La Croix - Les lourds dossiers de la « défenseure des enfants »
 

D’ici peu, l’institution présidée par Dominique Versini pourrait disparaître au profit d’un « défenseur des droits » aux compétences élargies. « La Croix » a suivi le travail de son équipe
 

C’est en regardant la télévision qu’Aline (1), 12 ans, a entendu parler de la défenseure des enfants. Alors, avec l’aide d’un infirmier, elle a rédigé une lettre pour elle. La jeune adolescente a été confiée à l’Aide sociale à l’enfance (ASE) en raison de graves problèmes familiaux.

Aline est une enfant difficile, souffrant de troubles du comportement qui exigent un placement en famille d’accueil dite « thérapeutique ». Seulement voilà : en Guyane, où elle réside, le manque de telles familles a conduit les services sociaux à la « placer » provisoirement dans un hôpital psychiatrique pour adultes, dans l’attente d’une solution.
• • • •
Recopiez intégralement le texte ci-dessus consacré à la défenseure des enfants.
• • • •
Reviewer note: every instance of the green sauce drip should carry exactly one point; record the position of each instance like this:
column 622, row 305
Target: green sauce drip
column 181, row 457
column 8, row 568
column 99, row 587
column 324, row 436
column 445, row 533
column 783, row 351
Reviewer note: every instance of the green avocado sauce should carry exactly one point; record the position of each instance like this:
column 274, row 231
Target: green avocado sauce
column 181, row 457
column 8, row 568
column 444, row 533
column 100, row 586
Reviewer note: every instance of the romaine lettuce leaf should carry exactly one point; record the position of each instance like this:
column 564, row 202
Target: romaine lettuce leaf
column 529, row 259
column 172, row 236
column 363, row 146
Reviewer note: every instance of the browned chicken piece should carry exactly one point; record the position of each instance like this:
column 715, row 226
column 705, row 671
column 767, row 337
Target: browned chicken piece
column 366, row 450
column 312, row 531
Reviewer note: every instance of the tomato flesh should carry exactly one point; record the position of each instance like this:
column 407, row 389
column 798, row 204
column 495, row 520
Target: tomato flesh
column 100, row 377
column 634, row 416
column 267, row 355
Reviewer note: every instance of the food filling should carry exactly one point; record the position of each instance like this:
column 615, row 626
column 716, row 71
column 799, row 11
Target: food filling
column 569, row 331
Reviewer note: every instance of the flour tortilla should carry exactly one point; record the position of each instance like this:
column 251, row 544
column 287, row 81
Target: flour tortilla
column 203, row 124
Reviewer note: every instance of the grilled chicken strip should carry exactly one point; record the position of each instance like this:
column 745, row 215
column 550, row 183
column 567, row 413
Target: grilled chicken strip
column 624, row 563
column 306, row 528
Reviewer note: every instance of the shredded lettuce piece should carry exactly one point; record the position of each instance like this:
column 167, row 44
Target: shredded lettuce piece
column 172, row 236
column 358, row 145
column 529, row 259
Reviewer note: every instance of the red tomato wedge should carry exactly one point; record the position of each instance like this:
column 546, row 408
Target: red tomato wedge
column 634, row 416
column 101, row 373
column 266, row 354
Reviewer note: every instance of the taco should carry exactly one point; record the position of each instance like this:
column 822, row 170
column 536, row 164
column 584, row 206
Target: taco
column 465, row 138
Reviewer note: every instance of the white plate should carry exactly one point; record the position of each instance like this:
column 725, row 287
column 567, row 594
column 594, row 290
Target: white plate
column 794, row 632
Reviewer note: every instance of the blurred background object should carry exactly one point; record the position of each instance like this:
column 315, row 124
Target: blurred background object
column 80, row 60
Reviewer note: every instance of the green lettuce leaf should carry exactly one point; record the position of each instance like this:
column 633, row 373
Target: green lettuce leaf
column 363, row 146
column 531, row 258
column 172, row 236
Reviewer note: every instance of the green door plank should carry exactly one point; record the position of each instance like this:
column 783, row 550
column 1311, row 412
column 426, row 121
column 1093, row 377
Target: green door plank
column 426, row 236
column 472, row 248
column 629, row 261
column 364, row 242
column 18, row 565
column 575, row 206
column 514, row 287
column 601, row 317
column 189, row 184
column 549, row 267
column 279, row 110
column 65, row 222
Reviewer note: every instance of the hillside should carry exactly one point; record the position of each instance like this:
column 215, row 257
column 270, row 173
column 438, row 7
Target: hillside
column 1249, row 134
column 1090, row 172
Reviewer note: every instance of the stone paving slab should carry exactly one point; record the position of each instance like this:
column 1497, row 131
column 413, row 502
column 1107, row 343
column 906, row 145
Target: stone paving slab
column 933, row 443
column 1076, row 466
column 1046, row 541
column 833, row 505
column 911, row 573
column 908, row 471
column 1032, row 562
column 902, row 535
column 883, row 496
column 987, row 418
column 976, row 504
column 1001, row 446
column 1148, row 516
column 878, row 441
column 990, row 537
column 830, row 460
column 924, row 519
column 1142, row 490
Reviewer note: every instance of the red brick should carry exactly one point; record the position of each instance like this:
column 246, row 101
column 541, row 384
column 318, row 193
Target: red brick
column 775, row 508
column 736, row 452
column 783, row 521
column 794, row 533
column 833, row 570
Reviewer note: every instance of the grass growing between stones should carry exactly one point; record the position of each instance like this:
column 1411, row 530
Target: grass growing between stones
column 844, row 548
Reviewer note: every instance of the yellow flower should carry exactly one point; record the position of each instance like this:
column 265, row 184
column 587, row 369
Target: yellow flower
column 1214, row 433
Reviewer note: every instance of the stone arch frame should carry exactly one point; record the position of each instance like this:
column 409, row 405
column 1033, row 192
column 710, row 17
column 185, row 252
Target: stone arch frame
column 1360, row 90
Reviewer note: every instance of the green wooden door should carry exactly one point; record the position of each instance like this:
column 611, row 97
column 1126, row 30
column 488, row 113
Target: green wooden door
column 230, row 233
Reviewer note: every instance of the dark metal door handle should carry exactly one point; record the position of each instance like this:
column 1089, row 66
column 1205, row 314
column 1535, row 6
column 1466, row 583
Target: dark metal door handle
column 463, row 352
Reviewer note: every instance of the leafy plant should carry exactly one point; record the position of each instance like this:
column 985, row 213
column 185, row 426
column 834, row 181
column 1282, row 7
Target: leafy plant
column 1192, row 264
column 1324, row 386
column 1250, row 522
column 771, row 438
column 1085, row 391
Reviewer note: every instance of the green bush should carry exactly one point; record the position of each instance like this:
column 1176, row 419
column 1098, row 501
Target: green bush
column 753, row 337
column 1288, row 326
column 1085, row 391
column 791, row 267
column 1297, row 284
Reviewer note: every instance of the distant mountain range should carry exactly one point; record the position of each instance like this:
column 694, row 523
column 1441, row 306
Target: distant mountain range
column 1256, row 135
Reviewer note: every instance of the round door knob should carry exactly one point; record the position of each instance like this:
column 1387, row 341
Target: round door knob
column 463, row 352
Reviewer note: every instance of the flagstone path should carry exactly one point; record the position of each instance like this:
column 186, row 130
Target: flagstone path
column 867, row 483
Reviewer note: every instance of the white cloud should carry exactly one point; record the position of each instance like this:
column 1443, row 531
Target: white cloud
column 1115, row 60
• • • •
__Réponse complète__.
La Croix - Les lourds dossiers de la « défenseure des enfants »
 

D’ici peu, l’institution présidée par Dominique Versini pourrait disparaître au profit d’un « défenseur des droits » aux compétences élargies. « La Croix » a suivi le travail de son équipe
 

C’est en regardant la télévision qu’Aline (1), 12 ans, a entendu parler de la défenseure des enfants. Alors, avec l’aide d’un infirmier, elle a rédigé une lettre pour elle. La jeune adolescente a été confiée à l’Aide sociale à l’enfance (ASE) en raison de graves problèmes familiaux.

Aline est une enfant difficile, souffrant de troubles du comportement qui exigent un placement en famille d’accueil dite « thérapeutique ». Seulement voilà : en Guyane, où elle réside, le manque de telles familles a conduit les services sociaux à la « placer » provisoirement dans un hôpital psychiatrique pour adultes, dans l’attente d’une solution.